# [Problem details]
Your task is to return the span of lines beginning at the one with "cluster, then give the position of each instance." and ending at the last line of the data, exactly as it stands.
========================
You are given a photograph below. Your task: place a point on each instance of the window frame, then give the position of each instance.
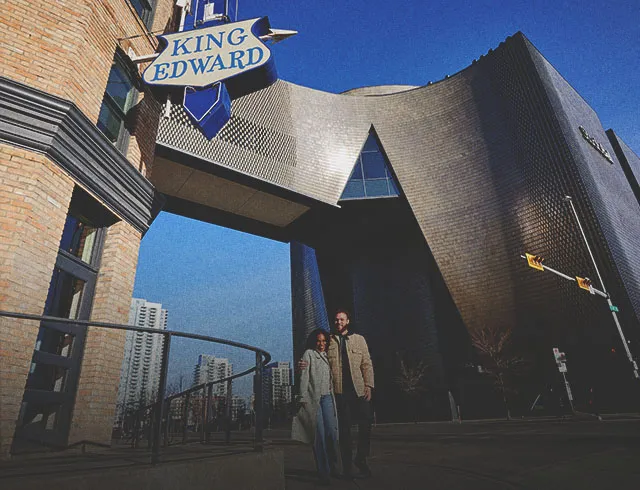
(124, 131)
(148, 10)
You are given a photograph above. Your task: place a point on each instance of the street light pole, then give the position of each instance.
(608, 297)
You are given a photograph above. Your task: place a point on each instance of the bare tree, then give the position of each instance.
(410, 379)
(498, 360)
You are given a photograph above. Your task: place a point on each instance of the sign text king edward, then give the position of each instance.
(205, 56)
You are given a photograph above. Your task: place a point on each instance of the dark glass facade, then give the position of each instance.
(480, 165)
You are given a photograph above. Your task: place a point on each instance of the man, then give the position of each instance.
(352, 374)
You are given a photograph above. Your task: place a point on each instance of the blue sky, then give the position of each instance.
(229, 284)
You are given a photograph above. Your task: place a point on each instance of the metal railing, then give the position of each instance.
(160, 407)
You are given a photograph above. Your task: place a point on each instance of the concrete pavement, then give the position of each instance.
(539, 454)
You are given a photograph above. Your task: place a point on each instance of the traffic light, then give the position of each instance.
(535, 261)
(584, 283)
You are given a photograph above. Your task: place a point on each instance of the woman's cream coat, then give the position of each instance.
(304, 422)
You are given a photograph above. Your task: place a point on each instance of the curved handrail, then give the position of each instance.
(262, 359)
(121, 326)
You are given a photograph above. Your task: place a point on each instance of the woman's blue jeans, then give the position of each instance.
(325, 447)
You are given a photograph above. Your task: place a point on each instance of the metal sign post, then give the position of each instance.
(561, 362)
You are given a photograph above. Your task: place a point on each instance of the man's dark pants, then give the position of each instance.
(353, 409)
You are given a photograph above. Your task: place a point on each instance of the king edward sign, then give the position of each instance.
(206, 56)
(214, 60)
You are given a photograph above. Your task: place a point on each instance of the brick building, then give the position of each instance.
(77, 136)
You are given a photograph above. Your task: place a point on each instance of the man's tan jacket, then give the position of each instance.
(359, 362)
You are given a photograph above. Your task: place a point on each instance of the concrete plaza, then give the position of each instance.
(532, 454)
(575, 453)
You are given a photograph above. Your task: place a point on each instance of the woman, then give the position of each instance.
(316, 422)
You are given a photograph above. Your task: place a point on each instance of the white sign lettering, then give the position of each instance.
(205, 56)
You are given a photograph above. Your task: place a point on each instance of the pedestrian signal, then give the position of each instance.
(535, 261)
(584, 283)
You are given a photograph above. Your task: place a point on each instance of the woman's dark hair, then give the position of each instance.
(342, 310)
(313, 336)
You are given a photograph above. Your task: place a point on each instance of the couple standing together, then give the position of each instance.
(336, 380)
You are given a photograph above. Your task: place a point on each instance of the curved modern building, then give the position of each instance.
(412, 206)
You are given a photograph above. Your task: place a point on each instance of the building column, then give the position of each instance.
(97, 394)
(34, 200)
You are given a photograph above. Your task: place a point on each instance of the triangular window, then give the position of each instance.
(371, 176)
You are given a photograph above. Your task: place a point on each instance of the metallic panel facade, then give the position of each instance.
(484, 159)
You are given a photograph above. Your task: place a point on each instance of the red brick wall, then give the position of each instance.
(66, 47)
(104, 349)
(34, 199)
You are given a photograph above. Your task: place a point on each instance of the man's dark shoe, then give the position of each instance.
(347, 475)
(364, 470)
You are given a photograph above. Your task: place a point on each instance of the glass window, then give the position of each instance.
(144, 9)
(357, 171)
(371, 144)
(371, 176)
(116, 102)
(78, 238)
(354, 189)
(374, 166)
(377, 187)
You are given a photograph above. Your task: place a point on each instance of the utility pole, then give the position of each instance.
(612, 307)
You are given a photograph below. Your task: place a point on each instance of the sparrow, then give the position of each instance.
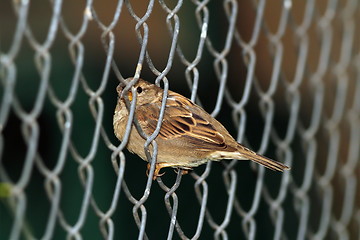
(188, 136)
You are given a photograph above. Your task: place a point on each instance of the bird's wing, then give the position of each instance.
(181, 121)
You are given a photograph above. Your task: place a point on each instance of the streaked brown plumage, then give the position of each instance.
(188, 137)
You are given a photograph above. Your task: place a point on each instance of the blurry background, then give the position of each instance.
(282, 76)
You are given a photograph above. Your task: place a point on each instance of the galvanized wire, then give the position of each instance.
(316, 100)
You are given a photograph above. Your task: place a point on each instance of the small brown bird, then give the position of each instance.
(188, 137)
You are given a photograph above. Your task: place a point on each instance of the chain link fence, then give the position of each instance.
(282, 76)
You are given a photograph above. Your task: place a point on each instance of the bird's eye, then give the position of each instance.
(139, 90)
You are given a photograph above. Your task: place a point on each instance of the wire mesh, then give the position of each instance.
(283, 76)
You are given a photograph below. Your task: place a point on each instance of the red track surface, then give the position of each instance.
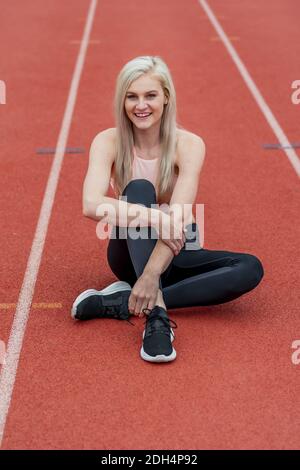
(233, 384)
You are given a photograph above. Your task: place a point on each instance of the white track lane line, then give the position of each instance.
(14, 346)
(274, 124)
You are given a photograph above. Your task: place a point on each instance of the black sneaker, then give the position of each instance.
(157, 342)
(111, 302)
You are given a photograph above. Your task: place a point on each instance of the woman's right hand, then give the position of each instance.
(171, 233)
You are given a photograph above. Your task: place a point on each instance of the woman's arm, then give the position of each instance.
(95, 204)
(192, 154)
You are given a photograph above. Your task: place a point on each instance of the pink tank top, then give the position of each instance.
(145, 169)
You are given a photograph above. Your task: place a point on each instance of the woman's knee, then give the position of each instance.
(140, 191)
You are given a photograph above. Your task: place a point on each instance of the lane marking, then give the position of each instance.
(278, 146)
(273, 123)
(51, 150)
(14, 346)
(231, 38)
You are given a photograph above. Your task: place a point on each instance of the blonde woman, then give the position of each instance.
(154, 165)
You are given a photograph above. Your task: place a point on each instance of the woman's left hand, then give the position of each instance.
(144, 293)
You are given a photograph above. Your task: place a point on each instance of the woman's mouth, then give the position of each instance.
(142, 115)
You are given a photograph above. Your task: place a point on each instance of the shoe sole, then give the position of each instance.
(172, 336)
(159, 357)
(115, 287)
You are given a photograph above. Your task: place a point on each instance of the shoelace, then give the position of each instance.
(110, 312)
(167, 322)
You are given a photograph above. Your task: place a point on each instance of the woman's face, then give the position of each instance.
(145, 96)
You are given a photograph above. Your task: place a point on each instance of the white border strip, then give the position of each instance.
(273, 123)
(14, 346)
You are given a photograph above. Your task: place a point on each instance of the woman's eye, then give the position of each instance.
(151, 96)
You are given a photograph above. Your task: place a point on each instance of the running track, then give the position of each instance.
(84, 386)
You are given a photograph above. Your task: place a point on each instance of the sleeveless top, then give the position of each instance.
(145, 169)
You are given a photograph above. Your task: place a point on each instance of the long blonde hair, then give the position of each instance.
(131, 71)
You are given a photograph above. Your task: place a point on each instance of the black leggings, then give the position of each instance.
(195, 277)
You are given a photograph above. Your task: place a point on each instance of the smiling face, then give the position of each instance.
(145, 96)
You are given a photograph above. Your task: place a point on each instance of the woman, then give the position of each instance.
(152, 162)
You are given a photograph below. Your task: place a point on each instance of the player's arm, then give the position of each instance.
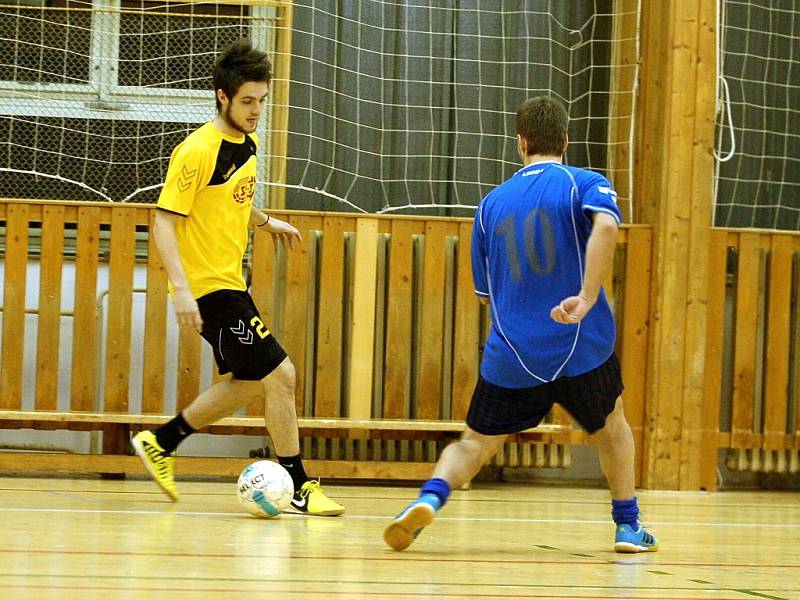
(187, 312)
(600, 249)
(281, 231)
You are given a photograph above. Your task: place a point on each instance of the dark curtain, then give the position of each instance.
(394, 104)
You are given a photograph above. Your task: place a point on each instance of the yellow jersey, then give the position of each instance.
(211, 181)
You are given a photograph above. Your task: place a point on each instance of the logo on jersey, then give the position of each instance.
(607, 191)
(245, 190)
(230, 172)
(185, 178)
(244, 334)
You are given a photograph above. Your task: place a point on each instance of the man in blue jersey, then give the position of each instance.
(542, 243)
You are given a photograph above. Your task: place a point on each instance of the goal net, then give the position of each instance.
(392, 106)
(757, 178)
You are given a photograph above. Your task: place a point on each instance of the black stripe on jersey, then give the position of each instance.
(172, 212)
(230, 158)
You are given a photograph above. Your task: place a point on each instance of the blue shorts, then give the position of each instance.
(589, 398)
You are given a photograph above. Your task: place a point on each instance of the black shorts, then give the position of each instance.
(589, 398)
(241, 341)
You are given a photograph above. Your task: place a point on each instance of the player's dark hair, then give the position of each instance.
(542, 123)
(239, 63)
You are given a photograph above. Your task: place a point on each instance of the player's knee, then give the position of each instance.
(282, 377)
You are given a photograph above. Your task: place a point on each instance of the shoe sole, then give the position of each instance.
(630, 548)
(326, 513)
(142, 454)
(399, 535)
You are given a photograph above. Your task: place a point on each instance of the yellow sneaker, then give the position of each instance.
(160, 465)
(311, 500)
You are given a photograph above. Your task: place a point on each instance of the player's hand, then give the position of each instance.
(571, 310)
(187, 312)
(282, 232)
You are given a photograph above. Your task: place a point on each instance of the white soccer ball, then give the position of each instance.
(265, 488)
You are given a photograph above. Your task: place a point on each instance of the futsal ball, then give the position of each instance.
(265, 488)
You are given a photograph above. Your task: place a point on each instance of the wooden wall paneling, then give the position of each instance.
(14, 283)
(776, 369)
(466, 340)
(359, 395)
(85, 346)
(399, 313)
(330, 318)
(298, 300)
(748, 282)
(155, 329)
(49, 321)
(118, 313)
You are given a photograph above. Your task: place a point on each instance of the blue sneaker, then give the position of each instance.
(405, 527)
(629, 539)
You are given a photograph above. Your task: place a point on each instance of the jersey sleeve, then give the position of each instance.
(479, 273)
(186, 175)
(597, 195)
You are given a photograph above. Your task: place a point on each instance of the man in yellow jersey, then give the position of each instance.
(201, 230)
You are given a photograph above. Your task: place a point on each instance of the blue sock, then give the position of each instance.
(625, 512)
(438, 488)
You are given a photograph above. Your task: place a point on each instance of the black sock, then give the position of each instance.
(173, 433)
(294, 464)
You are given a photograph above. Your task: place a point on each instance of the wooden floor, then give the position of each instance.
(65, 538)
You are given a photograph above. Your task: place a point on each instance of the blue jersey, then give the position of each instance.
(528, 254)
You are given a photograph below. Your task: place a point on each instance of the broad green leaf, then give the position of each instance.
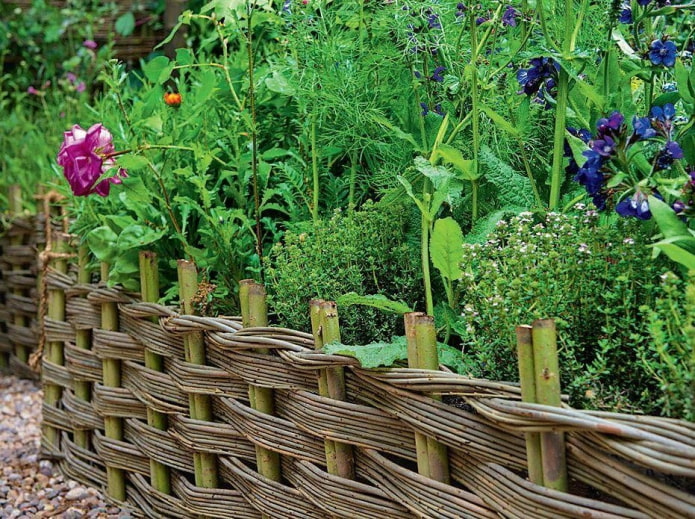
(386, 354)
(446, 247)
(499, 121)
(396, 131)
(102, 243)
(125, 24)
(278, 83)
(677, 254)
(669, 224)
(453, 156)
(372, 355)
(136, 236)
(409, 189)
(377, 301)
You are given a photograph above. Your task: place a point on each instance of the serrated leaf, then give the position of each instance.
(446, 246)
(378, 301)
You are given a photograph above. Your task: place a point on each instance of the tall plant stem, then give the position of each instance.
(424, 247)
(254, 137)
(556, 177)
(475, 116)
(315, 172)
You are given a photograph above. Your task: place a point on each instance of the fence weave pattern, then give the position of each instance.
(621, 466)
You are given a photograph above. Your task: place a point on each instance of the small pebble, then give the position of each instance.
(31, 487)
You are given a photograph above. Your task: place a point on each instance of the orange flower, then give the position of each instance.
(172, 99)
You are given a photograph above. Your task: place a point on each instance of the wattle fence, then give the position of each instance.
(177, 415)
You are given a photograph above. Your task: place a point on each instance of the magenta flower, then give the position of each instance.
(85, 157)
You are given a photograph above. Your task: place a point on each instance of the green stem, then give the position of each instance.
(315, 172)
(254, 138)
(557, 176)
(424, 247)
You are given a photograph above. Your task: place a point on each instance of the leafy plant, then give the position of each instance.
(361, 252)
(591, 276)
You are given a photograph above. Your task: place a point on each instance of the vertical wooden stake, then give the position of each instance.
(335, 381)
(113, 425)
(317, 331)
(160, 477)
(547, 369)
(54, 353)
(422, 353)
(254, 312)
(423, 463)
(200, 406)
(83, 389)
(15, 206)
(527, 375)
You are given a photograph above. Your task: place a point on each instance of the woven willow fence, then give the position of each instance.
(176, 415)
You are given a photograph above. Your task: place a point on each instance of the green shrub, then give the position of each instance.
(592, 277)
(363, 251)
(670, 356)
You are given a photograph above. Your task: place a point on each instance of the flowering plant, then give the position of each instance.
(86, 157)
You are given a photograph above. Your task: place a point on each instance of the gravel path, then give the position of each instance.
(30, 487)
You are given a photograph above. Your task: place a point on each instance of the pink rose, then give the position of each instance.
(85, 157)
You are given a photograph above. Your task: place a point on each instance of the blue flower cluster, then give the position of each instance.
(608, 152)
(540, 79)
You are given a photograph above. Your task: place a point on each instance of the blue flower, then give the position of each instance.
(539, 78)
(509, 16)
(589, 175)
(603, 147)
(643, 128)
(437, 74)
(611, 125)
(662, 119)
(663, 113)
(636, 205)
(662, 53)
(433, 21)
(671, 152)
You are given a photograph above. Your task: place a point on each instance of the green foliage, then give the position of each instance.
========================
# [Written response]
You are given a photograph above. Your task: place a point on each instance of the blue flower cluster, then give the position of each instance.
(608, 152)
(540, 79)
You are given a photograph above. Your task: place a point on each instance of the blue flower, then give the position of each instance.
(539, 78)
(509, 16)
(589, 175)
(603, 147)
(643, 128)
(437, 74)
(611, 125)
(662, 119)
(663, 113)
(636, 205)
(662, 53)
(433, 21)
(671, 152)
You are given a photograph above. Your task: place a point on each instance of the green foliage, then give the position of each instance.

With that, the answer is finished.